» Given problem 1
Which filesystem does the DRBD setup guide say RedHat 6.0 completely supports?
» Given problem 2
Please mark each statement below yes or no according to the DRBD setup guide, quoting the words of the guide that decide it.
(a) The guide uses /db/pgdata as its mountpoint.
(b) The guide recommends enabling Quorum for the two-node cluster.
(c) The DRBD service should stay in the startup and shutdown lists.
» Given problem 3
Write a continuation of the DRBD setup guide, starting right after its final command.
BEGIN Provided text
The primary promotion is quite easy; you need go to the primary node and run the following command:
$ drbdadm primary rpgdata0
Now the server on which you run this command becomes the master of the replication server, and you can create the PV on that new device. So, on the master node, you need to run the following command:
$ pvcreate /dev/drbd0 Physical volume "/dev/drbd0" successfully created
Create your VG, which, in this example, will be secured_vg_pg
:
$ vgcreate secured_vg_pg /dev/drbd0 Volume group "secured_vg_pg" successfully creatced
Finally, it is possible to create an LV on that PV using the following command:
$ lvcreate -L 6G -n secured_lv_pg secured_vg_pg
In this example, we reserved a space for snapshots; so, if you ever want one, you have enough space for that. Finally, it is possible to set up the filesystem.
Now it is important to check whether the DRBD service is disabled from the startup and shutdown lists because this service will be managed directly from Pacemaker. Once you disable the service, it is possible to create the filesystem on the new device but before that, it is important to do the following:
You can create your own mountpoint, but this step-by-step installation will use /db/pgdata
:
$ mkdir -p -m 0700 /db/pgdata
Now, there are different filesystems supported by most of the distributions; RedHat 6.0 completely supports XFS. XFS has an important feature that permits parallel access to the filesystem. It supports parallel read/write. XFS allows us to write the same files from multiple threads concurrently; this, obviously, is a big improvement for a large database table, and it also reduces the contention on filesystems.
To install XFS and the relative utils, use the following command:
$ yum install xfsprogs
Once installed and available, you can format the logical volume using the following command:
$ mkfs.xfs /dev/secured_vg_pg/secured_lv_pg
Now you can mount the filesystem using the following command:
$ mount -t xfs -o noatime,nodiratime,attr2 /dev/secured_vg_pg/secured_lv_pg /db/pgdata
Everything can be changed to your PostgreSQL process owner, usually postgres
:
$ chown postgres:postgres /db/pgdata $ chmod 0700 /db/pgdata
Now the filesystem is mounted, formatted, and ready for PostgreSQL.
Pacemaker makes DRBD extremely powerful in a really wide variety of scenarios. There are some attention points that have already been discussed when we presented Pacemaker/Corosync. These points are as follows:
As discussed earlier in this chapter, it is really important to avoid split-brain scenarios and STONITH death matches. Just as a reminder, to disable STONITH, you can run the following command:
$ crm configure property stonith-enabled="false"
Since this again is a two-node cluster, it is strongly recommended that you disable Quorum. The command that permits us to do this is as follows:
$ crm configure property no-quorum-policy=ignore
Now, it is preferred that stickiness be enabled. This argument has been discussed earlier in the chapter. Anyway, as a quick reminder, we can say that, by enabling stickiness, we have a guarantee of a preferred node over another. This will help you to keep your cluster on one side and have a preferred site where everything should run. The command for this is as follows:
$ crm configure property default-resource-stickiness="100"
END Provided text
BEGIN Data segment
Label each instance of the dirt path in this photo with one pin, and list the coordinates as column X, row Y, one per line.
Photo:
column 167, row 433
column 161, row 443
END Data segment
» Final answer 1
XFS.

» Final answer 2
(a) Yes: "this step-by-step installation will use /db/pgdata"
(b) No: "it is strongly recommended that you disable Quorum"
(c) No: "it is important to check whether the DRBD service is disabled from the startup and shutdown lists because this service will be managed directly from Pacemaker"

» Final answer 3
This section explains how to enable the DRBD-backend service in your Pacemaker cluster. There are a few steps to be followed:
You need to have a master
/slave
resource that controls which node is primary and which one is secondary. This can be done with the following command:
$ crm configure primitive drbd_pg ocf:linbit:drbd params drbd_resource="rpgdata0" op monitor interval="15" op start interval="0" timeout="240" op stop interval="0" timeout="120"
Once done, you need to set up a resource that can promote or demote the DRBD service on each node. Keep in mind that the service needs to run on both the nodes at all times with a different state, thus defining a master/slave resource as follows:
$ crm configure ms ms_drbd_pg drbd_pg meta master-max="1" master-node-max="1" clone-max="2" clone-node-max="1" notify="true"
Now you need to configure Pacemaker to:
Because of the design and working of DRBD, the actual active volume will be invisible on the secondary node. On the secondary node, you can't mount or handle this volume. Having said that, you need to help DRBD to find devices:
$ crm configure primitive pg_lvm ocf:heartbeat:LVM params volgrpname="secured_vg_pg" op start interval="0" timeout="30" op stop interval="0" timeout="30"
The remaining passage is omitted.